• [Given passage]:
You have to scroll down a bit to see it. I can't find her page on this, and the DFA archives don't have it. This is so typical of a Molly Ivins endorsement...blunt to the point. Moving. This is the last part, be sure to read the first as well. Get out your hankies.

It brought some tears tonight.

http://byrdsbrain.typepad.com/main/2003/12/dean_endorsemen.html

Meanwhile, there's old Dean, causin' excitement. I went up to Vermont and talked to a bunch of liberals there. They all said Howard Dean is no liberal. Funny, that's what Howard Dean says, too. And indeed, he isn't, but in politics, everything's relative. The conventional wisdom first dismissed Howard Dean (the man has never been to a Washington dinner party!), then condescended to him, then graciously offered him instruction on how he should be running his campaign -- which seemed to be going along quite well without their input.

• [Problems and tasks]:
1 – According to the given passage, what did the liberals in Vermont say about Howard Dean?
2 – Copy everything in the given passage from "You have to" down to "out your hankies.", substituting "tissues" for "hankies".

• [Stored rows]:
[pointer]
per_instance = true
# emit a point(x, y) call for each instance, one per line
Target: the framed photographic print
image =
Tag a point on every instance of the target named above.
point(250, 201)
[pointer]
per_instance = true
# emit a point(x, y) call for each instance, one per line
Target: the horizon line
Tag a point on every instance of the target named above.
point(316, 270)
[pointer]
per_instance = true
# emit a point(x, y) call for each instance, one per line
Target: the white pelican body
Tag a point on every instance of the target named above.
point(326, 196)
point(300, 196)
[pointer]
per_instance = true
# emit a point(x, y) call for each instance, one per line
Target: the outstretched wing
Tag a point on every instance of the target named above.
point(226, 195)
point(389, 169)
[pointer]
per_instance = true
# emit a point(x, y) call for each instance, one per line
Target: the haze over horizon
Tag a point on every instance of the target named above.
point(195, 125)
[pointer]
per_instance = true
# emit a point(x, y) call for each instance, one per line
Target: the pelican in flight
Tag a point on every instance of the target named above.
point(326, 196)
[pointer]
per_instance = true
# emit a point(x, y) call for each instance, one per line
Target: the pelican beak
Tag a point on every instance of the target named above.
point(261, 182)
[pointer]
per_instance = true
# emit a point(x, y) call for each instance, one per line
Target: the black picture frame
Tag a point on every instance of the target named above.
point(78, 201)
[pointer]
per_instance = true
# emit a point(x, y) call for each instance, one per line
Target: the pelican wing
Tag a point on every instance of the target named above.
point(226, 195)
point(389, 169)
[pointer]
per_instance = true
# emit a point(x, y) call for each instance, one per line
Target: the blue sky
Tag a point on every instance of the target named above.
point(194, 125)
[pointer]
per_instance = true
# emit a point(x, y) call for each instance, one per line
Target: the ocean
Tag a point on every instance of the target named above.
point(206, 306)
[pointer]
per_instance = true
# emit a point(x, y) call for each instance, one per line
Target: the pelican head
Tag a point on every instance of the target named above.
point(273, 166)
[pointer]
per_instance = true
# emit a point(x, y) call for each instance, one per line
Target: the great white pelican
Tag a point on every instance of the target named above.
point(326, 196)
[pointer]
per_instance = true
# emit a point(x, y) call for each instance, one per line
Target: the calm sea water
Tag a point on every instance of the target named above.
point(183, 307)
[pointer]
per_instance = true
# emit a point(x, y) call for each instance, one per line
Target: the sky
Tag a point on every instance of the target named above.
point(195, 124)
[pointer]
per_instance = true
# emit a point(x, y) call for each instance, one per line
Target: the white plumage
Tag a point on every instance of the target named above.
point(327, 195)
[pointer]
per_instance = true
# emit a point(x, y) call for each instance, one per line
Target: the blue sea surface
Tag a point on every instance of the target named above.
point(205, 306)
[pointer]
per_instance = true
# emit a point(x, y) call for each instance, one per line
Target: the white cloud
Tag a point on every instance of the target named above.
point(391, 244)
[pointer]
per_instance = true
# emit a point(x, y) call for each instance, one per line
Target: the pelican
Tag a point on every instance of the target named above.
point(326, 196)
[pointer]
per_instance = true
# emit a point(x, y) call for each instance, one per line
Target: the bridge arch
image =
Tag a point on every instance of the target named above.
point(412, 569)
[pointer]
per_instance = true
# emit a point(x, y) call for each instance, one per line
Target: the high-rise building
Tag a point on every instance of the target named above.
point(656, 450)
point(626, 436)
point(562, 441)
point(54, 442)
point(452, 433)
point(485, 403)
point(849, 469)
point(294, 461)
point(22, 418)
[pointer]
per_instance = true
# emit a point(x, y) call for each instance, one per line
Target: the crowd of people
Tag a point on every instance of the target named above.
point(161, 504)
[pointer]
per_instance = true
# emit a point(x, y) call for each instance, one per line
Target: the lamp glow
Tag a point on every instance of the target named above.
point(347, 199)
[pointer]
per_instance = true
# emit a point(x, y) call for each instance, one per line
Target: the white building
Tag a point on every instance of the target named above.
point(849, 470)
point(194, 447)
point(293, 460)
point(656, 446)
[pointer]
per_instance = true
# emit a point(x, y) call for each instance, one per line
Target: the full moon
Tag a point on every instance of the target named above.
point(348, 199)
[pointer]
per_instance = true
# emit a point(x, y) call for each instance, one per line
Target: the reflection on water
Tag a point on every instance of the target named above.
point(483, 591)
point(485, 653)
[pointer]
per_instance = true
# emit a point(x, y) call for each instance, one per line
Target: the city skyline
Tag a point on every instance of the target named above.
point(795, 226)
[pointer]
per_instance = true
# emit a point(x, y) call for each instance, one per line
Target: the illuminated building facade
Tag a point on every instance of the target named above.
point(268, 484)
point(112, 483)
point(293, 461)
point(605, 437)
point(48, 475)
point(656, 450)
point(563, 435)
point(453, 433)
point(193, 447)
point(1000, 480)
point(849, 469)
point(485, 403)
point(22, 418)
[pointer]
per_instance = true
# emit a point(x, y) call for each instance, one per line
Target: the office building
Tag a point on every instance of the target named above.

• [Written answers]:
1 – They all said Howard Dean is no liberal.

2 –
You have to scroll down a bit to see it. I can't find her page on this, and the DFA archives don't have it. This is so typical of a Molly Ivins endorsement...blunt to the point. Moving. This is the last part, be sure to read the first as well. Get out your tissues.